— Supplied passage —
§

The paradoxical mix of self-confidence and anxiety ties in with the global geopolitical situation. From the Chinese perspective, American primacy is the dominant characteristic of the current international system. And Beijing is quite conflicted about it. In addition to having become a major stakeholder in the world economy, China, as the result of extensive economic ties with the United States, is also deeply invested in a stable Sino-American relationship. Yet the Chinese have deep misgivings about the purposes and conduct of US foreign policy. To Beijing, the basic precepts of the Bush Doctrine such as preventive war and democracy promotion are anathema. The Chinese are also uneasy about the forward projection of American military power into West and Central Asia.
Given that the primary locus for both China’s international energy activities and US foreign policy priorities is the Middle East, current circumstance has created incentives and opportunities for China to become ever more engaged with the region—diplomatically, economically, and (though to a far lesser extent) militarily as well. As a result, the Middle East has emerged as a region where US and Chinese interests and policies intersect.
Separating Facts From Fears
Sino-Middle Eastern relations are neither new nor can they be captured easily and accurately in a label. These relationships have developed in stages. In the 1950s, Chinese statecraft consisted chiefly of diplomatic efforts to woo Arab nationalist leaders by declaring solidarity with them and encouraging them to set aside their differences with each other in the interest of forging with Beijing a “united front” against Western domination. Though this message had some resonance, Sino-Middle Eastern relations did not advance in any concrete way. In the 1960s, Beijing’s approach to the Middle East bore the imprint of the Chinese Cultural Revolution and the intensification of the Sino-Soviet rivalry. Accordingly, Beijing supported national liberation movements and other sub-state actors in the Middle East (as it did elsewhere in the developing world), ranging from the Algerian interim-government to various Palestinian factions and the Popular Front for the Liberation of Oman and the Arabian Gulf (PLFOAG). However, the level of priority and the amount of material assistance China provided to such groups in the Middle East were relatively low as compared to other regions.
There are four aspects worth noting about these early periods of Sino-Middle Eastern relations. First, in terms of what might be called a “Chinese cosmology” or worldview, the leadership in Beijing consistently regarded the Middle East as a focal point of great power rivalry whose control was a key determinant of the global distribution of power, and for this reason viewed developments in the Middle East as being linked, however tenuously, to China’s national interests. Second, China had a policy toward the Middle East in spite of the fact that it had virtually no economic interests to promote and protect. Even in the energy sector—the centerpiece of Sino-Middle Eastern business relations today—China remained, until 1993, a net oil exporter that purchased modest quantities mainly from three of the smaller Gulf producers. Third, Chinese diplomacy was geared mainly toward advancing political objectives. Fourth, insofar as most of the Middle East was concerned, China was a distant, little understood second-tier player in regional and global affairs.
The tide began to turn in the late 1970s. The strategic decision by Deng Xiaoping to make economic modernization China’s top domestic and foreign policy priority was a path-breaking development. This was coupled with the normalization of China’s relations with the West and specifically with the United States. While staking out an “independent” foreign policy vis-à-vis the superpowers in the 1980s, Beijing abandoned all but the pretense of revolutionary communist ideology in conducting statecraft. In terms of the wider Middle East, China effectively became a status quo, rather than a revisionist power.

§

— Recorded data —
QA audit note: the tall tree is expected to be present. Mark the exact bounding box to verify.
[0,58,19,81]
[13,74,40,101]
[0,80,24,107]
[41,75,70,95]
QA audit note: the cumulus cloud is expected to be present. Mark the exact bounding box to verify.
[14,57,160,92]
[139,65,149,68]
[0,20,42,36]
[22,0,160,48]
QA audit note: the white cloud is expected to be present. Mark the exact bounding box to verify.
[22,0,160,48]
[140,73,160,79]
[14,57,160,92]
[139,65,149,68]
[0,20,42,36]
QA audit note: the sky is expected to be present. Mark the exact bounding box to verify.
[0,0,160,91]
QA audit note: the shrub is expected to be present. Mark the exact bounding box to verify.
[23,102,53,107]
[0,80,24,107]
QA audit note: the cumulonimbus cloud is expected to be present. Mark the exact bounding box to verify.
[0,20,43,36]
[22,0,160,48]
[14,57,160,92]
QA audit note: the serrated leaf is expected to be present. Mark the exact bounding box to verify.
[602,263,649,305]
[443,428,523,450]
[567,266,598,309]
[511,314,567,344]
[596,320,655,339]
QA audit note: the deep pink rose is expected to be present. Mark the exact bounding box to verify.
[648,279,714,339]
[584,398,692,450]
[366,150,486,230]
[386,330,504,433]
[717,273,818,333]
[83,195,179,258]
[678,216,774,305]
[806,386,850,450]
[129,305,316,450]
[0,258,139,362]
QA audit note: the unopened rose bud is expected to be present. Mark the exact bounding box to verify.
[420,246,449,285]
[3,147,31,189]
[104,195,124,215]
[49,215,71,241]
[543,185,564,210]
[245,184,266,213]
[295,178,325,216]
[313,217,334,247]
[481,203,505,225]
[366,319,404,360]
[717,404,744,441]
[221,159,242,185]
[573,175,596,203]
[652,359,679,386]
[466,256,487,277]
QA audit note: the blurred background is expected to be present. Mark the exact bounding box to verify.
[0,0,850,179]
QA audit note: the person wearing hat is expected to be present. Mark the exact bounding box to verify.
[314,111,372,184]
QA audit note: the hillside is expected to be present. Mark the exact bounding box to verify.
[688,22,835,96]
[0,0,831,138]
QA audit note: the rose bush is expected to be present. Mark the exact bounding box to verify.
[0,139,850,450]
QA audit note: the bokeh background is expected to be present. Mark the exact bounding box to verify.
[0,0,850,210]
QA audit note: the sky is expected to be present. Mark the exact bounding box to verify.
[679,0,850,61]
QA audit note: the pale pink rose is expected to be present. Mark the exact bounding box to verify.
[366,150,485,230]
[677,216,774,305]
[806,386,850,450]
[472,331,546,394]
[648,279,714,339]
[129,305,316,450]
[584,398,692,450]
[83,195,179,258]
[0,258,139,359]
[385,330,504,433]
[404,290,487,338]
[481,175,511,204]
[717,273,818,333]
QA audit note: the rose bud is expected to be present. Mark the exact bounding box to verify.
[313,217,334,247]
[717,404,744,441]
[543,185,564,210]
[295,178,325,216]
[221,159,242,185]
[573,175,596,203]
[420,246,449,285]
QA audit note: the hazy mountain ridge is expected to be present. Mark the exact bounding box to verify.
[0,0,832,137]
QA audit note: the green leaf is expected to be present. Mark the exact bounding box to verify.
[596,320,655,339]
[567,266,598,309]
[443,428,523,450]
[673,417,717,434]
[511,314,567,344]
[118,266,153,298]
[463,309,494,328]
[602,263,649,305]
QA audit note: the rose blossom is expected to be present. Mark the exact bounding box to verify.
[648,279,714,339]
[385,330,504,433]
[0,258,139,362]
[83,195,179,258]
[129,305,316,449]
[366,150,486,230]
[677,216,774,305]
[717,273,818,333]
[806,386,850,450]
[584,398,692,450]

§

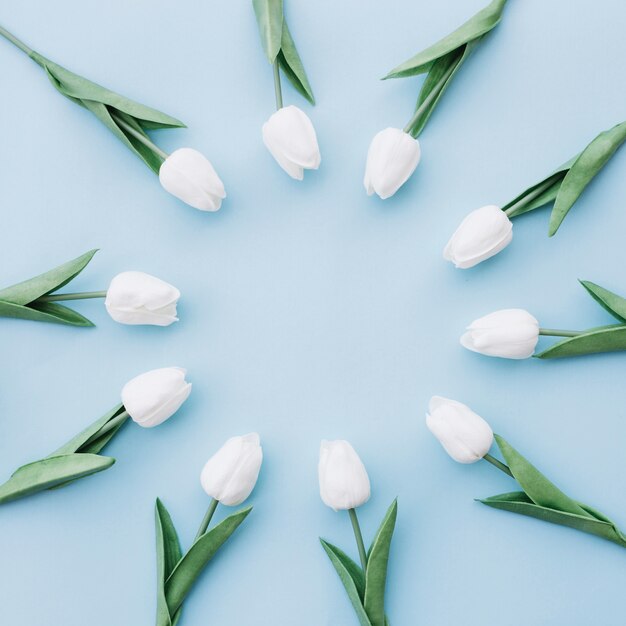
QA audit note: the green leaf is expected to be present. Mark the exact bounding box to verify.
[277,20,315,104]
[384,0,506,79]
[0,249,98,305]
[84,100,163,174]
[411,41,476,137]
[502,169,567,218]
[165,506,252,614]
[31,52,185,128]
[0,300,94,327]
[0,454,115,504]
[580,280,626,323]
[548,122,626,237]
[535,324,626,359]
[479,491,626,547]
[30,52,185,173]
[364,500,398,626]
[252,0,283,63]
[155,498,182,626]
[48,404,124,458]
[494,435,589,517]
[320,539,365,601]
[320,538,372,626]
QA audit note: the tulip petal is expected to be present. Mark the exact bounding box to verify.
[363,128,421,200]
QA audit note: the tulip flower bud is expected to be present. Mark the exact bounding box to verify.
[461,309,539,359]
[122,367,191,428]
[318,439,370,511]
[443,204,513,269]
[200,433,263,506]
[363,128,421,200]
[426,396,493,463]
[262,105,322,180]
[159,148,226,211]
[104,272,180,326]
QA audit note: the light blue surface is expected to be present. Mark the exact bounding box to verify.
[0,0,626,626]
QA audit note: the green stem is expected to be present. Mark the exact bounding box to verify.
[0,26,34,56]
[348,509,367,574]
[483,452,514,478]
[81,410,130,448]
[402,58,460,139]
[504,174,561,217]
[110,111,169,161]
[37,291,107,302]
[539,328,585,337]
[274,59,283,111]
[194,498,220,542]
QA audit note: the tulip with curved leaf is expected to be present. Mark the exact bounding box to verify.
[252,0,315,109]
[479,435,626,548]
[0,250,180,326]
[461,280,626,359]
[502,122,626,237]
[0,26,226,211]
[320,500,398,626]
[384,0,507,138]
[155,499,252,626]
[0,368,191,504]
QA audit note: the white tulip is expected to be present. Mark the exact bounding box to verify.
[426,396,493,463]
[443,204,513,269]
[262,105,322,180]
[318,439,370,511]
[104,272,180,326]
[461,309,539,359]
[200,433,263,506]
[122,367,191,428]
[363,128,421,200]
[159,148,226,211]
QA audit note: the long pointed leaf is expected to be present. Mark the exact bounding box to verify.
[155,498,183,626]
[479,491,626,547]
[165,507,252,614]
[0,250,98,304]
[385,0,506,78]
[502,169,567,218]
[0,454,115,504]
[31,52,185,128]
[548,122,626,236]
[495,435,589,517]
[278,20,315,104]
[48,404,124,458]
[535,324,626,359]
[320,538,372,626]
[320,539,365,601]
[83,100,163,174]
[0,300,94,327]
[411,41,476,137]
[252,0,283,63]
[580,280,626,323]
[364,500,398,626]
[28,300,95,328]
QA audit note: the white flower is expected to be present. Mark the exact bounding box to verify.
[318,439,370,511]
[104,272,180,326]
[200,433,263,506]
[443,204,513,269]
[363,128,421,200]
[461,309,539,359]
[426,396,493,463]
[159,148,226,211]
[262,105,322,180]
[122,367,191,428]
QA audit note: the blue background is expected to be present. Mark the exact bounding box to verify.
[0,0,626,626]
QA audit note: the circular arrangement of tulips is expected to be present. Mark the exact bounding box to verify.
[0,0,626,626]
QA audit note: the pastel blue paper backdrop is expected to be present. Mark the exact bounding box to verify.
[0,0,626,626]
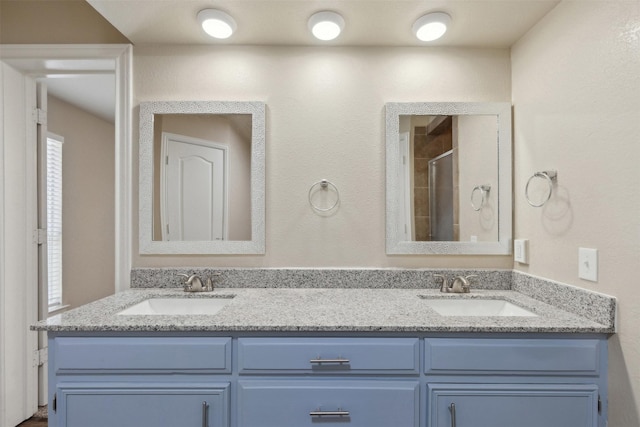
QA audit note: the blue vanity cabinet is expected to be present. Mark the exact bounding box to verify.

§

— Aim 1 —
Retype the passage on China and the Middle East word for word, beginning at "The paradoxical mix" and stopping after "and Central Asia.".
— Aim 2 —
Extend the passage on China and the Middle East, picking up after its final sentence.

— Expected output 1 —
The paradoxical mix of self-confidence and anxiety ties in with the global geopolitical situation. From the Chinese perspective, American primacy is the dominant characteristic of the current international system. And Beijing is quite conflicted about it. In addition to having become a major stakeholder in the world economy, China, as the result of extensive economic ties with the United States, is also deeply invested in a stable Sino-American relationship. Yet the Chinese have deep misgivings about the purposes and conduct of US foreign policy. To Beijing, the basic precepts of the Bush Doctrine such as preventive war and democracy promotion are anathema. The Chinese are also uneasy about the forward projection of American military power into West and Central Asia.

— Expected output 2 —
There are several noteworthy aspects of China’s approach during this period (1970s and 1980s). First, there was a return to the primacy of state-to-state relations. Second, there was a willingness by Beijing to make common cause with regional governments and with the United States, as in supporting the Afghan mujaheddin mainly in order to weaken the Soviet Union. Here it is necessary to underscore that Afghanistan was an issue where there existed a broad region-wide consensus that China could join at a low level of risk and cost. Third was the opportunism China displayed in probing for business in the region, as in the weapons it sold to both Iran and Iraq during their 1980-1988 war. Fourth was the increasing salience of economic factors in China’s Middle East statecraft. The weapons sales just mentioned gave China a firm though narrow foothold in the regional arms market, a flurry of labor service and engineering contracts paved the way for much more lucrative turnkey projects, and the volume of Chinese oil imports from the Middle East began to rise in slow but steady increments. These burgeoning commercial activities eventually led Beijing to become more active on the diplomatic front.
Since 1993— the date marking China’s emergence as a net oil importer and the date often though misleadingly used to identify the inception of Sino-Middle Eastern relations— there has undoubtedly been a sea change in their scale and scope. Before turning to the questions posed by this Commission, which relate to how Chinese statecraft has been used to consolidate Sino-Middle Eastern ties and the possible implications for US interests and policies, it may be helpful to describe the actual substance of these relations.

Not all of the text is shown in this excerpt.